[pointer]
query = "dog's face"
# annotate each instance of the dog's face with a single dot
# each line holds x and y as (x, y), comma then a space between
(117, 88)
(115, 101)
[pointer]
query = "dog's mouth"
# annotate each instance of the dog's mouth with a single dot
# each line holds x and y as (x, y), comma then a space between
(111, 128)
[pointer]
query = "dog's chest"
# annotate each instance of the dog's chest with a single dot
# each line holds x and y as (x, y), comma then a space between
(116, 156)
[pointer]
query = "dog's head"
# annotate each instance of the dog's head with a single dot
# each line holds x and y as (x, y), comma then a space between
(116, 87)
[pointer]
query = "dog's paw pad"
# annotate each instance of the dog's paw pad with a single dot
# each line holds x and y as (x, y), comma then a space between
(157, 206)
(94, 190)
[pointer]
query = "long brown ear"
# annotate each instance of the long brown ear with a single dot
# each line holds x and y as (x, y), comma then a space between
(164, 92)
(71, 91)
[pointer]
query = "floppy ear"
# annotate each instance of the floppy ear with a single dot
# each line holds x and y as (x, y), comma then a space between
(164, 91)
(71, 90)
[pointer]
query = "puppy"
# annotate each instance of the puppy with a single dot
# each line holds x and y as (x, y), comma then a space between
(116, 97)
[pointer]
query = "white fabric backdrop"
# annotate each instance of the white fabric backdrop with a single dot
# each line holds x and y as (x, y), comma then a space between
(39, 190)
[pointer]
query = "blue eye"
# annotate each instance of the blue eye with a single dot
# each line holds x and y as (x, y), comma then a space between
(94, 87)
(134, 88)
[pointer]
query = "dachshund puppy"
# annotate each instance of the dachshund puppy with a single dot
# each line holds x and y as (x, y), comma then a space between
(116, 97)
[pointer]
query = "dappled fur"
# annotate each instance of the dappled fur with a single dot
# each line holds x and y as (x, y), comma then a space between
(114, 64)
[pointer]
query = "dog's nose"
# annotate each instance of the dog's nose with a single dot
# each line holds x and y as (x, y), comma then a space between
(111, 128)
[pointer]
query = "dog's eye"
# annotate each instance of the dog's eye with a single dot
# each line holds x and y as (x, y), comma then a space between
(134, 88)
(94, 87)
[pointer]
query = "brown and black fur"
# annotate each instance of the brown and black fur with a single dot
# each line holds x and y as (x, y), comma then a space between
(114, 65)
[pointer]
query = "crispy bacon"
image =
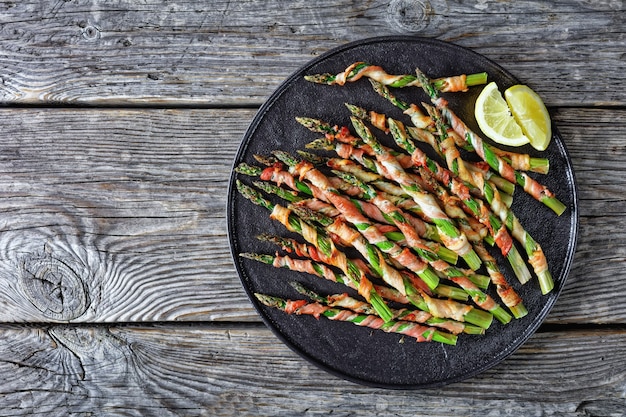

++++

*Task item:* Your job is to transcribe the entries above exactly; skip the pictures.

*Result for this task:*
[pointer]
query = "dog's face"
# annotate each instance of the dog's face with a single dot
# each line holds x and y as (x, y), comma then a space between
(117, 88)
(115, 101)
[pointer]
query = "dog's mouth"
# annotate each instance of the dog's mouth with a single dot
# each line holds x and y as (x, y), comma then a space between
(111, 128)
[pointer]
query = "dog's chest"
# annotate each instance of the dog's chest with a single dot
# each line holds x and y as (x, y), comma then a space between
(116, 156)
[pointer]
query = "dog's head"
# annotate each instance of the dog's head with a single dot
# each line holds x and y as (x, y), comma then a space between
(116, 87)
[pointer]
query = "dog's paw pad"
# annotate each instance of the dog's paw pad with a single dot
# each line holds x and y as (x, y), comma then a space between
(157, 206)
(94, 190)
[pointer]
query = "long brown ear"
# annotate each instance of the long brown ear with a single dot
# each line holds x and y as (x, y), comma then a space between
(164, 92)
(71, 91)
[pointer]
query = "floppy ear"
# annotate each instance of the floppy ear with a single dot
# each line holds x and y as (x, y), comma then a space between
(164, 91)
(71, 90)
[pointer]
query = "puppy"
# annotate each instance of the puppy with a single dot
# each line holds x and y as (x, y), comma then a space between
(116, 97)
[pointer]
query = "white fabric backdrop"
# annotate each instance of the white fabric backdrop with a single dot
# each line holds x and y as (x, y), comma then a space between
(39, 190)
[pointer]
query = "blue eye"
# annotate each instance of the blue eye with a single dot
# each line holds x and y as (x, y), comma then a space between
(94, 87)
(134, 88)
[pointer]
query = "dachshund puppy"
# annotate each instance of the dachshund puppy with a single dot
# each line holds x and y as (x, y), comma then a space between
(116, 97)
[pointer]
query = "dappled fur"
# annotate each instance of the dappled fur with a single dot
# each line holds x and y as (x, y), comma then a space between
(114, 64)
[pointer]
query = "dog's nose"
# annotate each instance of the dog's nose with a single dot
# each line holds x and y as (x, y), comma then a space between
(111, 128)
[pointer]
query = "dog's eye"
# annotate each instance of the dog's eye with a single dot
# each line holds x and y as (x, y), comma then a space between
(134, 88)
(94, 87)
[pointer]
query = "brown and black fur"
# annotate each instance of the brown and black fur with a single dot
# each line holds x and y as (x, y), comma then a space between
(114, 65)
[pointer]
query = "crispy bacon"
image =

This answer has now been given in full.